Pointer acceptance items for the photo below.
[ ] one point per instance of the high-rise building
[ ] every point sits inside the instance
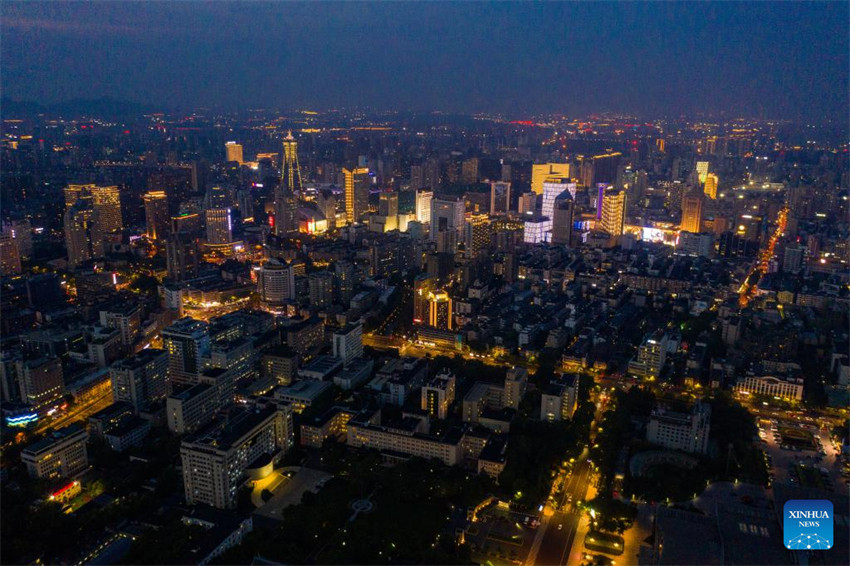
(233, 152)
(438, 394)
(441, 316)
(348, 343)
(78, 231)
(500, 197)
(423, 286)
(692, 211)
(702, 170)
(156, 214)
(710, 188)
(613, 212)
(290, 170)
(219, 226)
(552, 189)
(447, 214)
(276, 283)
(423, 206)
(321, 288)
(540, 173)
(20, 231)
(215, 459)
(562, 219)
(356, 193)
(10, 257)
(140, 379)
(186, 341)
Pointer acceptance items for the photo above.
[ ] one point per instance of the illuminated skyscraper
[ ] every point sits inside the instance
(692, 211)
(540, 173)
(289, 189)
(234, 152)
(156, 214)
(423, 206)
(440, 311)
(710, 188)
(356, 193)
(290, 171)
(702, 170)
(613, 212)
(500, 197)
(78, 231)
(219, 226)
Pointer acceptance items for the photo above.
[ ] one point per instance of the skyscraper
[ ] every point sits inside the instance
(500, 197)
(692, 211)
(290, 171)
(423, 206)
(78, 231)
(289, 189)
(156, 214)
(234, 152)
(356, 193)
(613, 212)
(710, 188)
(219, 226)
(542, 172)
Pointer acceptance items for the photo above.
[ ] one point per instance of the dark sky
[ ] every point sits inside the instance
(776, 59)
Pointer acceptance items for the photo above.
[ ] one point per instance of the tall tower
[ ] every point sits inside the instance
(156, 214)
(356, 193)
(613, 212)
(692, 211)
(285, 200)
+ + + + + + +
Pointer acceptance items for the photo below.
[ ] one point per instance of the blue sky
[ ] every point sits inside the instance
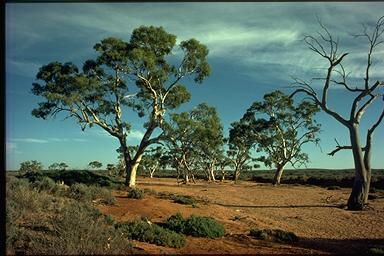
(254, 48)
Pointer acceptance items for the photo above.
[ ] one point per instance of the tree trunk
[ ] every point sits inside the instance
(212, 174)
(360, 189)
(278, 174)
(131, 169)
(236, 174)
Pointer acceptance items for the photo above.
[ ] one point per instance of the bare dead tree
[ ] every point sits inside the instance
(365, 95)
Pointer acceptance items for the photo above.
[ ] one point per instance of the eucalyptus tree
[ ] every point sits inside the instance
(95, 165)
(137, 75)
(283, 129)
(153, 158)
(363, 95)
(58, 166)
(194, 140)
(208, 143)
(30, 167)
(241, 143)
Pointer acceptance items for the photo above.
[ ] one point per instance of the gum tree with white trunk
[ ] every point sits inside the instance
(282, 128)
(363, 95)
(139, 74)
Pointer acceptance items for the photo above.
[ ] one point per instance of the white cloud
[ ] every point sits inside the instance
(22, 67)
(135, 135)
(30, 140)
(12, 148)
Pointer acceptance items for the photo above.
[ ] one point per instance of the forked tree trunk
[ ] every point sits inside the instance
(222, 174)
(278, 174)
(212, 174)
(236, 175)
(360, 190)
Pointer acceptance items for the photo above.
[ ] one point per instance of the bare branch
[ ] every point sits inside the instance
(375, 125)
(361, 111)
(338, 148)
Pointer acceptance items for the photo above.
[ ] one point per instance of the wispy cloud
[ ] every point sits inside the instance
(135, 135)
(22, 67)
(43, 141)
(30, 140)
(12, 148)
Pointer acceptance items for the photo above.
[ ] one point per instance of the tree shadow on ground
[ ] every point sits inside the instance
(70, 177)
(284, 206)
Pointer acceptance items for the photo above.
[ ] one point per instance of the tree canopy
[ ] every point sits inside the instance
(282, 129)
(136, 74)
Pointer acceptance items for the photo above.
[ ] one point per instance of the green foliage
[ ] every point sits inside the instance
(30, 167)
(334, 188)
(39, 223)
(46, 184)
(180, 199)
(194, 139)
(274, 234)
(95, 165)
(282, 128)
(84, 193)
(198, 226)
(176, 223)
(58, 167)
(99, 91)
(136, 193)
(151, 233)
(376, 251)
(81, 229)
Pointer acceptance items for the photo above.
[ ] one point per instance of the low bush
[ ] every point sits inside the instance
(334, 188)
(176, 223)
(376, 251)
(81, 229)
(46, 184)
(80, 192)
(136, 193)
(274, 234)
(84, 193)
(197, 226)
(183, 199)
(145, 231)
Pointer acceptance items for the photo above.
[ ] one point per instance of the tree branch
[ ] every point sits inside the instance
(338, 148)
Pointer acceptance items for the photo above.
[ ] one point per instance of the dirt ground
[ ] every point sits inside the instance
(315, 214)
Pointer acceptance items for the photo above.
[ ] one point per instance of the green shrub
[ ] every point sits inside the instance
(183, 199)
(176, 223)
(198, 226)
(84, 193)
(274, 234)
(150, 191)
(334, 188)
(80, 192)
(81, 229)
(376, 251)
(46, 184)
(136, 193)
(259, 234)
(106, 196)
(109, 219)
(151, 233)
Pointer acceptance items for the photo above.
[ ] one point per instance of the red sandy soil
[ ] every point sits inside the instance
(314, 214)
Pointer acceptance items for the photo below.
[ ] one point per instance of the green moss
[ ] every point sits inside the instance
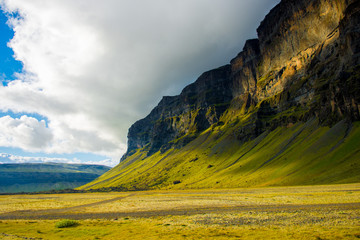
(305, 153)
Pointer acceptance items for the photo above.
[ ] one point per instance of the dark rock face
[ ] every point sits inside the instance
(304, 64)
+ + + + + + +
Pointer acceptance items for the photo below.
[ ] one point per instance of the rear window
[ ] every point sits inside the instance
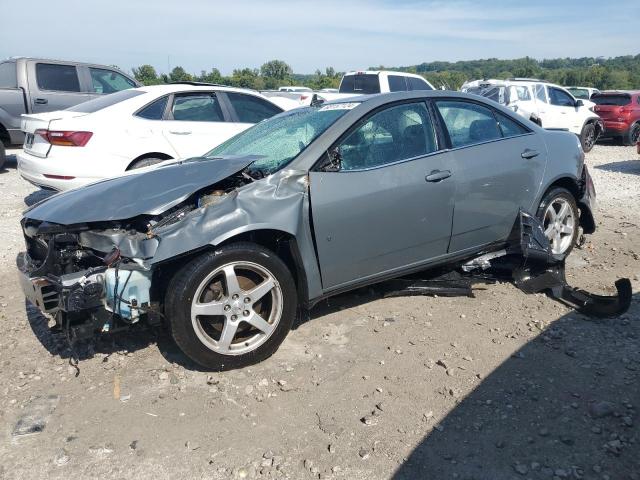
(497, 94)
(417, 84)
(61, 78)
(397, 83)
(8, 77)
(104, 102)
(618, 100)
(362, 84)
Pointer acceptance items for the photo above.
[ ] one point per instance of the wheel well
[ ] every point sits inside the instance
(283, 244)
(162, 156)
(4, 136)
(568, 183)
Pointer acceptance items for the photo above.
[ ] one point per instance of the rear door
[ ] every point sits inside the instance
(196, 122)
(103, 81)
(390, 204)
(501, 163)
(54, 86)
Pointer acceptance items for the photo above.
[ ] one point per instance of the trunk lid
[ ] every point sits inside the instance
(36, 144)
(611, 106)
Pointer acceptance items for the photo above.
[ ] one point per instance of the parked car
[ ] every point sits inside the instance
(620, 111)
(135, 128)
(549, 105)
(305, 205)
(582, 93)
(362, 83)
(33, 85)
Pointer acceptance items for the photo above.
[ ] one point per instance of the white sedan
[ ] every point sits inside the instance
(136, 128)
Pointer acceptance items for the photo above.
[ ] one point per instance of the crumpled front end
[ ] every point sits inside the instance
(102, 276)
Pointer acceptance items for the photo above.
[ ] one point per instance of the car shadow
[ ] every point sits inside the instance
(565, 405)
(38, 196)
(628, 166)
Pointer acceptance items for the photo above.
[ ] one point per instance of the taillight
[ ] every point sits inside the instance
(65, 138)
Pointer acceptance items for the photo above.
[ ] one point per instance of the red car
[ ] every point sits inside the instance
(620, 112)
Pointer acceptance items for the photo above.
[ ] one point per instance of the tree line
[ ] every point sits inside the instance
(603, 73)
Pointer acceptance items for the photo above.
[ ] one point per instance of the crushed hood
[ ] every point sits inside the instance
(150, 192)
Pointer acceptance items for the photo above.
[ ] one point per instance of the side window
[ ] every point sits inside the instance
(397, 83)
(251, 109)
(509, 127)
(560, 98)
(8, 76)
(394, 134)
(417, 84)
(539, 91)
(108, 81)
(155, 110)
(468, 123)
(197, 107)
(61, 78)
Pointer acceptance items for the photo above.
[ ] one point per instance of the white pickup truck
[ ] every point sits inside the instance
+ + + + + + +
• _What is being asked_: How many lines in the three blocks contain the word "rear"? Reply with the number only.

• _Full output_: 2